Another medical devices sub-sector which has recently attracted a high degree of PE interest is dental equipment. One company, Germany’s Sirona Dental Systems, features twice in our list of the ten largest medical devices deals of 2005. Sirona has had three consecutive PE owners in recent years – PermiraEQT and, as a result of a further buyout in 2005, Madison Dearborn Partners. Soon after its latest MBO Sirona acquired Schick Technologies, a US-quoted designer of digital radiographic imaging systems for the dental sector. This $1.9bn reverse takeover gave Sirona’s backers 67% of the enlarged group.

 

As we progress into 2006 medical devices continues to be an active sector for PE, as evidenced by EQT and Investor AB’s recently announced $5bn bid for the Swedish company Gambro. Gambro is a market leading company in the areas of dialysis, intensive care, blood bank technology and therapeutics.

 

 

Fund Raising

The climate for IPOs in 2005 was similar to that experienced in 2004. Although the market was technically ‘open’ for new entrants, the process of actually getting new companies onto the world’s public markets remained tough.

 

Pharmaceutical and healthcare IPOs raised $6bn in 2005 compared with $7bn the previous year. It seems that many potential investors remain cautious having seen the substantial losses made on several previous biotech floats, particularly in the genomics area, after the IPO boom of 2000.

 

In addition, given the strong appetite for acquisitions on the part of the big pharmaceutical companies, the owners of many privately-owned biotech companies are favouring trade sales over IPOs as their preferred form of exit.

 

Figure 8: Total Funds Raised

 

Public markets – mixed message

As in 2004, the success of last year’s stockmarket debutantes was mixed.

Excerpted data
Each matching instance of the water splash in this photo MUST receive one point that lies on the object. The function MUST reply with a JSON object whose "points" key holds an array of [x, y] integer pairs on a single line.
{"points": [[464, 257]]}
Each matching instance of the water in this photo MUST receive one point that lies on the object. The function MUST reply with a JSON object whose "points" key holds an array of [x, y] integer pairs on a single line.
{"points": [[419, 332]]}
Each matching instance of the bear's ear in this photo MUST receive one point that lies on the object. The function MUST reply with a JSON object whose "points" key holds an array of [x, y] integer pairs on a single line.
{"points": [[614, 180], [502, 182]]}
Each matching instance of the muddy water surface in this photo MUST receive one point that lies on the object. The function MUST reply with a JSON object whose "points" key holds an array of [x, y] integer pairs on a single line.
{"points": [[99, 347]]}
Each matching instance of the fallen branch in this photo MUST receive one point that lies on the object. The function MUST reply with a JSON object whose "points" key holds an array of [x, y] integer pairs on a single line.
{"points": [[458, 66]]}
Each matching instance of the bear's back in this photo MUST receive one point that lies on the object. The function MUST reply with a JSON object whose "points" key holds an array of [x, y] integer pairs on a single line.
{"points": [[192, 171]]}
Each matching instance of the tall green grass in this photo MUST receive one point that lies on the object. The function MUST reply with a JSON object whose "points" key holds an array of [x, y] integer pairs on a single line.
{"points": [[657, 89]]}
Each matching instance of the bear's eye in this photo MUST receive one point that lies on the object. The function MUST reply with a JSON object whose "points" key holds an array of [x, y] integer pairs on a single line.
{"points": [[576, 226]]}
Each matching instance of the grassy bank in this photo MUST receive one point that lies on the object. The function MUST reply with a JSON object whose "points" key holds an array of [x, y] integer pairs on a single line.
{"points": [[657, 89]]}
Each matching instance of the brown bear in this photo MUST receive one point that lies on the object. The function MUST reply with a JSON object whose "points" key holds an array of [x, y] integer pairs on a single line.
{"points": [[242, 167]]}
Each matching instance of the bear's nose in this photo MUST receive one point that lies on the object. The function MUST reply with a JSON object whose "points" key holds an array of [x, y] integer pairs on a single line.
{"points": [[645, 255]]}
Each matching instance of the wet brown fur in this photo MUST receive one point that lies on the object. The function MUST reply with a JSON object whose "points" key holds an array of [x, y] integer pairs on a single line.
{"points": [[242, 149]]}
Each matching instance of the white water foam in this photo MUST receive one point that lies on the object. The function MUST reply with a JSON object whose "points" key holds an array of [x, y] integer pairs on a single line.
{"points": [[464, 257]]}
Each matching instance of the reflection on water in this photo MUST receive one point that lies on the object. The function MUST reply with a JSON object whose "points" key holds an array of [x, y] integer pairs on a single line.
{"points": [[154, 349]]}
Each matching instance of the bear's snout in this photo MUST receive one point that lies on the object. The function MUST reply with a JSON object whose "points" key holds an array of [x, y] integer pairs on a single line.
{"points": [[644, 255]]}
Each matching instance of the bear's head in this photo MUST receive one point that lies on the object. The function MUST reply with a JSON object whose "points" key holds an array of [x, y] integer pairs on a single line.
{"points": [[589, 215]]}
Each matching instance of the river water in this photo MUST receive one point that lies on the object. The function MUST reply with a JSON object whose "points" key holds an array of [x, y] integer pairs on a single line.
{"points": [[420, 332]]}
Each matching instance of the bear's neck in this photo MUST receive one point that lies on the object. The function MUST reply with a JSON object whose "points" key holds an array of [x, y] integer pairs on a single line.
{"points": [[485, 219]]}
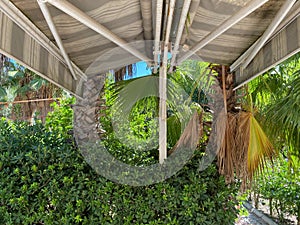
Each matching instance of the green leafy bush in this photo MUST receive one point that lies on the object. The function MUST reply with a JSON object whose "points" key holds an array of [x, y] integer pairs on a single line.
{"points": [[45, 180], [280, 184]]}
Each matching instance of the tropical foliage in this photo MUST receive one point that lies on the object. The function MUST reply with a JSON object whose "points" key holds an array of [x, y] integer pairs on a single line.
{"points": [[21, 89], [45, 180]]}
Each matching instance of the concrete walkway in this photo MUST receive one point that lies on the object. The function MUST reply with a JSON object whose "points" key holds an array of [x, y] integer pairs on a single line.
{"points": [[255, 217]]}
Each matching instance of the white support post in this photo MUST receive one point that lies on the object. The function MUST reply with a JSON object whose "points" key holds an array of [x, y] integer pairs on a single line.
{"points": [[163, 89], [79, 15], [231, 21], [163, 111], [56, 36], [159, 8]]}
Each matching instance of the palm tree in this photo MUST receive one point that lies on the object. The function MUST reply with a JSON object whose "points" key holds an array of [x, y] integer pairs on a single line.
{"points": [[22, 86]]}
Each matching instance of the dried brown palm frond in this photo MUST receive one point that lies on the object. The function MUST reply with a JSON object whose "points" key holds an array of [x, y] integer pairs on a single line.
{"points": [[226, 157], [245, 148]]}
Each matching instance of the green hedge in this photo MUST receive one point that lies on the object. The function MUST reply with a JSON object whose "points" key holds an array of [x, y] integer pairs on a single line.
{"points": [[45, 180]]}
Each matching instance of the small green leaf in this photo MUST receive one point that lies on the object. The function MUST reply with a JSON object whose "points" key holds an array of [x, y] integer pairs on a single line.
{"points": [[3, 92]]}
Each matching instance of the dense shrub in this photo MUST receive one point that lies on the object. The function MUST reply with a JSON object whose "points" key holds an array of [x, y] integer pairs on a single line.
{"points": [[280, 184], [45, 180]]}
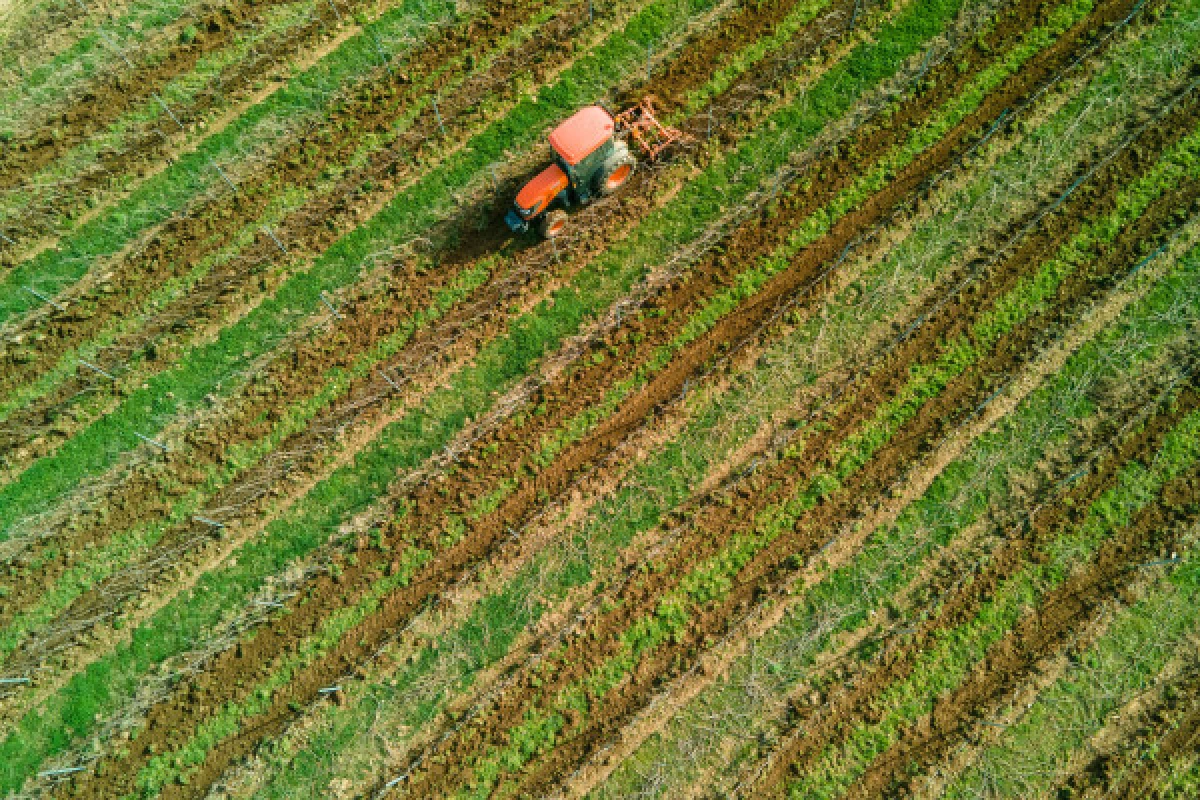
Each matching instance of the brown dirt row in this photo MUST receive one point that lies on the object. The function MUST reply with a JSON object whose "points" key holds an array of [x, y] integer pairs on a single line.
{"points": [[850, 704], [721, 523], [726, 40], [1144, 721], [181, 244], [96, 104], [685, 300], [243, 671], [853, 705], [1171, 729], [153, 145], [1041, 633], [469, 326], [661, 668]]}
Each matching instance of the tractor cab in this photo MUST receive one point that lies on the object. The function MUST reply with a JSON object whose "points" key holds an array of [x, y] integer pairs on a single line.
{"points": [[588, 161]]}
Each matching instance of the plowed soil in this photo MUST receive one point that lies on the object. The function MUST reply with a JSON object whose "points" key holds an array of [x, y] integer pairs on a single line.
{"points": [[718, 524]]}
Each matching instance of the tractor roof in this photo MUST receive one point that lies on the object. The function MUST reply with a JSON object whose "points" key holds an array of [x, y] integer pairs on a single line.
{"points": [[581, 133]]}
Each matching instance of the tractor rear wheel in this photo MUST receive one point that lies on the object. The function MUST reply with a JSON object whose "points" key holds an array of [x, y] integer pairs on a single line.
{"points": [[615, 173], [552, 223]]}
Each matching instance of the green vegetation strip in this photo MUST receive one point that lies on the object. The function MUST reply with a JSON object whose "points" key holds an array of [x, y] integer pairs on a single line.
{"points": [[408, 441], [712, 581], [342, 747], [125, 546], [406, 444], [46, 83], [411, 440], [1031, 755], [751, 281], [967, 491], [280, 23], [283, 200], [165, 194], [412, 212], [954, 651]]}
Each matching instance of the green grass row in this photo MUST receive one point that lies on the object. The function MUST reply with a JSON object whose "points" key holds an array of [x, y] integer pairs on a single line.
{"points": [[343, 750], [283, 200], [749, 282], [955, 651], [129, 545], [207, 739], [168, 192], [406, 444], [46, 80], [712, 581], [971, 488], [179, 94], [421, 433], [413, 211], [1030, 757]]}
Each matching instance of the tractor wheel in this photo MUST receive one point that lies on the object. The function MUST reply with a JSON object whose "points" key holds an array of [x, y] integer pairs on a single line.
{"points": [[615, 173], [552, 223]]}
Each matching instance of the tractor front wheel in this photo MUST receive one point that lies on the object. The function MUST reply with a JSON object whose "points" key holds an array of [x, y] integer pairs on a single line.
{"points": [[552, 223], [615, 174]]}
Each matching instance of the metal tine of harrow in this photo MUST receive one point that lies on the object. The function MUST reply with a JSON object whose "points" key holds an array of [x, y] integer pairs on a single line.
{"points": [[390, 382], [97, 370], [43, 298], [330, 306], [151, 441], [115, 48]]}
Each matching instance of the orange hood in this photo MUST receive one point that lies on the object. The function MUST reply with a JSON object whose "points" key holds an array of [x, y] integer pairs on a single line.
{"points": [[540, 191]]}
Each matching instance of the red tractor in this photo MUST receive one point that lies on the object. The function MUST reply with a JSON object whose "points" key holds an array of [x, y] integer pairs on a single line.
{"points": [[592, 158]]}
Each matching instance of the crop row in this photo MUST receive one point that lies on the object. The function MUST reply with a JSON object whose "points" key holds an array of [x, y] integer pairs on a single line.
{"points": [[453, 397], [319, 499], [945, 511], [495, 621], [66, 182], [181, 511], [711, 582]]}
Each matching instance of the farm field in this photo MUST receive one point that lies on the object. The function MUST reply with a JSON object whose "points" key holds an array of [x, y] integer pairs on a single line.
{"points": [[850, 450]]}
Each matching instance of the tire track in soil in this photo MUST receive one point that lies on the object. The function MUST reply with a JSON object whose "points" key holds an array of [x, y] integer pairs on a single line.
{"points": [[690, 557], [148, 149], [1175, 732], [292, 378], [99, 103], [1145, 716], [853, 707], [839, 715], [726, 40], [687, 298], [39, 415], [1039, 635], [933, 581], [243, 673], [173, 251]]}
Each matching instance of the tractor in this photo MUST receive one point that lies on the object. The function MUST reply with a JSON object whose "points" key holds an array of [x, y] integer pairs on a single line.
{"points": [[592, 158]]}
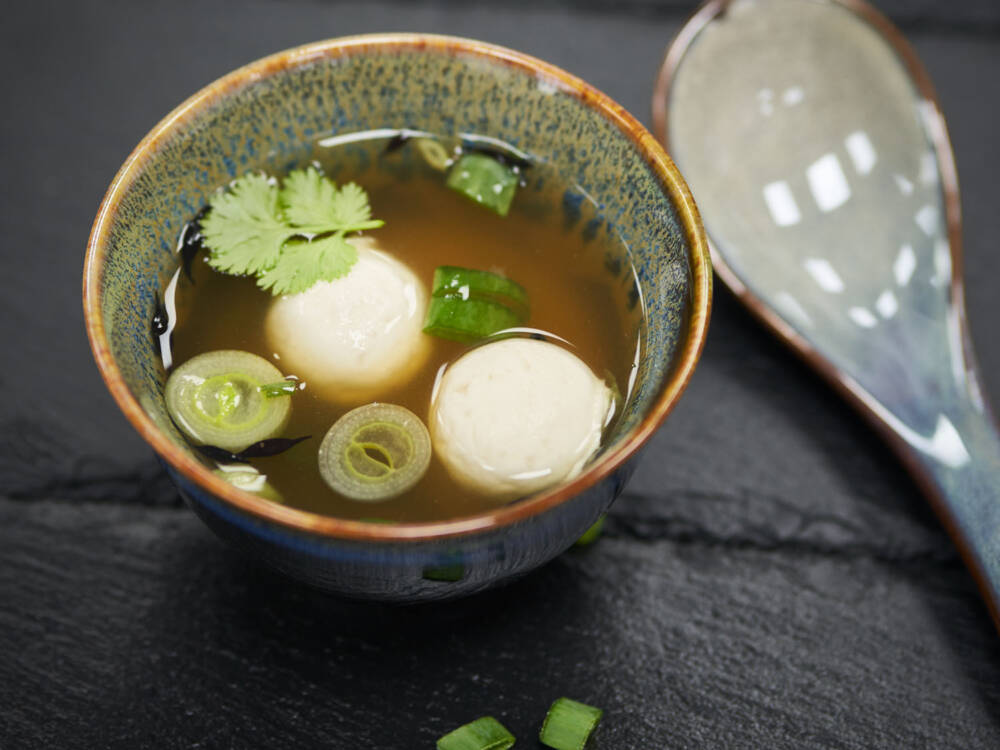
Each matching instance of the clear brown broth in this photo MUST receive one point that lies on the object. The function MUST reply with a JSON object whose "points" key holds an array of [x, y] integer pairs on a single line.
{"points": [[573, 295]]}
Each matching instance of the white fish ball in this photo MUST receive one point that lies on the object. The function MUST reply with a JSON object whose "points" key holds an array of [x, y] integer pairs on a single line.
{"points": [[517, 416], [352, 338]]}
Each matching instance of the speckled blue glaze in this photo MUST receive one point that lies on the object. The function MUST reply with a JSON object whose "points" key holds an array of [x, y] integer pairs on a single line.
{"points": [[269, 116]]}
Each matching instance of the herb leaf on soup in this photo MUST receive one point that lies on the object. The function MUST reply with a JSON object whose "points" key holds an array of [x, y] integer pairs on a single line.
{"points": [[289, 237], [245, 228], [302, 263]]}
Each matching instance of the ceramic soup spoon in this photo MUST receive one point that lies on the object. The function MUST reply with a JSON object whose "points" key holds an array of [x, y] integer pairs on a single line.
{"points": [[814, 146]]}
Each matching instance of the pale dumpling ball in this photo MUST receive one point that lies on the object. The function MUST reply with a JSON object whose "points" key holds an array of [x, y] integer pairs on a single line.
{"points": [[352, 338], [517, 416]]}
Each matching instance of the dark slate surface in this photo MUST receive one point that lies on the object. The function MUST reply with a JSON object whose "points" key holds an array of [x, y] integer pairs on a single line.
{"points": [[770, 579]]}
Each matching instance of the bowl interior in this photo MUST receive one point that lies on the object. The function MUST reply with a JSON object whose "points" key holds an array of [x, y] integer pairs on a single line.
{"points": [[270, 115]]}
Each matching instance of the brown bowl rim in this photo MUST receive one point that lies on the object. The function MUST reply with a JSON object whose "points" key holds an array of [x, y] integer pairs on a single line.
{"points": [[345, 529]]}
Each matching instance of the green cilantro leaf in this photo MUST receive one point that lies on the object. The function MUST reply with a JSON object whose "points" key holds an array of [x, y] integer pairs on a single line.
{"points": [[308, 197], [352, 205], [245, 228], [304, 263], [288, 238]]}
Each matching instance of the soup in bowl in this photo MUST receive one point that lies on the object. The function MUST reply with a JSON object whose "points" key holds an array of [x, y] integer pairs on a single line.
{"points": [[398, 312]]}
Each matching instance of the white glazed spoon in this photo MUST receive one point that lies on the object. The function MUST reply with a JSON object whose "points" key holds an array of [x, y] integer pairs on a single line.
{"points": [[813, 143]]}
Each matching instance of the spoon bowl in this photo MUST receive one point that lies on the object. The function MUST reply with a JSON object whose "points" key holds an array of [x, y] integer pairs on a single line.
{"points": [[812, 140]]}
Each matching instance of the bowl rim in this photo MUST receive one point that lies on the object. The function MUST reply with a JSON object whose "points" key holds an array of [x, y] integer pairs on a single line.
{"points": [[308, 522]]}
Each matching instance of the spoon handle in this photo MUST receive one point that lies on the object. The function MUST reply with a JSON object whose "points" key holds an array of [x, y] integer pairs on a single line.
{"points": [[959, 468]]}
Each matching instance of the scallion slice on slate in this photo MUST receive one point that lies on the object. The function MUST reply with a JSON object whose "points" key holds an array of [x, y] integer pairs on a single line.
{"points": [[375, 452], [592, 534], [215, 399], [485, 181], [467, 304], [485, 733], [568, 724]]}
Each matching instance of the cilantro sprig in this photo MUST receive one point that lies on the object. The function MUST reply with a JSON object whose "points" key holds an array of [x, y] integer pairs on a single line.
{"points": [[288, 237]]}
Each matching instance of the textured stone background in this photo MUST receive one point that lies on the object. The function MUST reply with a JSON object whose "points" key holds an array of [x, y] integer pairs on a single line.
{"points": [[770, 579]]}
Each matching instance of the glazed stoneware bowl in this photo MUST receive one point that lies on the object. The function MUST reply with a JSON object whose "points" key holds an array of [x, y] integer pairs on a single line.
{"points": [[268, 115]]}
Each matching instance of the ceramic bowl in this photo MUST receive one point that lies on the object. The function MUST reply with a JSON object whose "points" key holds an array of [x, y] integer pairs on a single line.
{"points": [[268, 115]]}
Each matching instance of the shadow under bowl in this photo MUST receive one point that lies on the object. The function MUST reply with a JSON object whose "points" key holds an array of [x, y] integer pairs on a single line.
{"points": [[268, 115]]}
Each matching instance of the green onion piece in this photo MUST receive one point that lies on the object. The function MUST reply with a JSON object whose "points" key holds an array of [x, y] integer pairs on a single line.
{"points": [[215, 399], [467, 305], [592, 534], [248, 479], [471, 283], [433, 153], [467, 320], [281, 388], [484, 180], [485, 733], [568, 724], [375, 452]]}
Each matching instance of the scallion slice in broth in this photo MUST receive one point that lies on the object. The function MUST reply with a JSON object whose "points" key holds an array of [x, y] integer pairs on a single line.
{"points": [[248, 479], [568, 724], [375, 452], [215, 399], [485, 733], [485, 181]]}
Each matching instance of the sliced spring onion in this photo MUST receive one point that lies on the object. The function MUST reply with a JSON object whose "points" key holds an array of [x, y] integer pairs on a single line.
{"points": [[281, 388], [215, 399], [592, 534], [485, 181], [433, 153], [485, 733], [375, 452], [568, 724], [467, 305], [247, 478]]}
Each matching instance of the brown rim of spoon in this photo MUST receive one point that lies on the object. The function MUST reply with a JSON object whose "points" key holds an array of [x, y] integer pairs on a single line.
{"points": [[938, 134]]}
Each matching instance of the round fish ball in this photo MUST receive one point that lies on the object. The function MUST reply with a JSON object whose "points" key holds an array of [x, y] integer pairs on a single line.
{"points": [[352, 338], [516, 416]]}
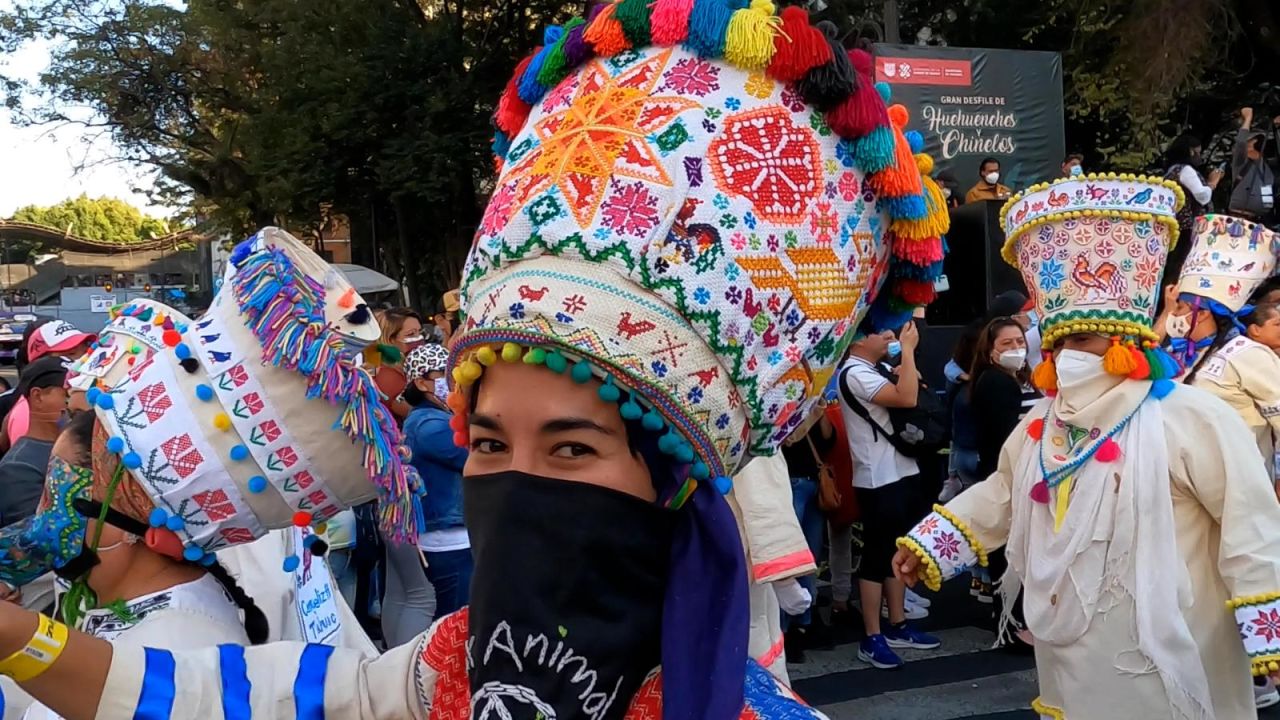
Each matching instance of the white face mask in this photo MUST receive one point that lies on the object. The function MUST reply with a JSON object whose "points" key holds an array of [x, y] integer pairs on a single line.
{"points": [[1178, 326], [1075, 368], [1013, 359]]}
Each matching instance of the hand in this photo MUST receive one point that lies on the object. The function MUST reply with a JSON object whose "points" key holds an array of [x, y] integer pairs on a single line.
{"points": [[906, 566], [909, 336]]}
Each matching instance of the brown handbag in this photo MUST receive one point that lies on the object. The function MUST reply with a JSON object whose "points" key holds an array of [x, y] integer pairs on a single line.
{"points": [[828, 495]]}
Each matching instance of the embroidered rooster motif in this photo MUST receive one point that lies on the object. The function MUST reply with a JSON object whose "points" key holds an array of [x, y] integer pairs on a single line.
{"points": [[1100, 283]]}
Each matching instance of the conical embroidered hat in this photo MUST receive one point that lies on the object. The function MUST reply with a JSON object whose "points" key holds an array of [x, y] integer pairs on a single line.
{"points": [[256, 415]]}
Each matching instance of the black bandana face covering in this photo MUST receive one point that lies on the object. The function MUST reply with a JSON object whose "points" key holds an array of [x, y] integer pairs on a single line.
{"points": [[566, 597]]}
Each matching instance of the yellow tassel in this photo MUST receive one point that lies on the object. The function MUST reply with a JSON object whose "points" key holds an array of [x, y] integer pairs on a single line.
{"points": [[1118, 360], [1046, 376], [749, 39], [1064, 499]]}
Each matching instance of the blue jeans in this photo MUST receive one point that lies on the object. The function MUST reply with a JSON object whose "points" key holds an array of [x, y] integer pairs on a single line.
{"points": [[449, 574], [804, 501]]}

Questions
• A. Print the part of the private equity excerpt that opens with the words containing "Fund Raising" and closes with "boom of 2000.".
• B. Write the text that would come next in the private equity excerpt, following on from its final sentence.

Answer list
• A.
Fund Raising

The climate for IPOs in 2005 was similar to that experienced in 2004. Although the market was technically ‘open’ for new entrants, the process of actually getting new companies onto the world’s public markets remained tough.

 

Pharmaceutical and healthcare IPOs raised $6bn in 2005 compared with $7bn the previous year. It seems that many potential investors remain cautious having seen the substantial losses made on several previous biotech floats, particularly in the genomics area, after the IPO boom of 2000.

• B.
 

A number of companies were forced to list at the bottom end of their value ranges and several had to pull their floats altogether. At the end of the year a significant proportion of new entrants were trading below their listing prices.

 

Significant pharmaceutical and healthcare IPOs in 2005 included the Italian eyewear company Safilo; the French pharmaceuticals business IPSEN; and Spain’s leading cosmetic surgery company Corporación Dermoestética. For the first time for several years there were more IPOs in the sector in Europe (22) than in the US (17).

 

The market for follow-on finance remained strong, with quoted companies in the sector raising a further $20bn compared with $17.5bn in 2004.

 

 

 

Private Equity – drawn to devices

PE interest in the pharmaceutical and healthcare industry remained constant last year with $11bn of new money invested compared with $12bn in 2004.

 

As indicated previously, many of the largest PE deals were in the medical devices sector. These included KKR’s $1.3bn acquisition of Accellent, Apax’s acquisition of Molnlycke Health Care, Montagu Private Equity’s acquisition of BSN Medical and Madison Dearborn’s investment in Sirona.

 

In the biotechnology sector, PE funding is increasingly being supplemented by the proceeds of partnering arrangements with the big pharmaceutical companies. Industry sources estimate that in 2005 approximately $17bn was committed to biotech companies under such corporate venturing schemes.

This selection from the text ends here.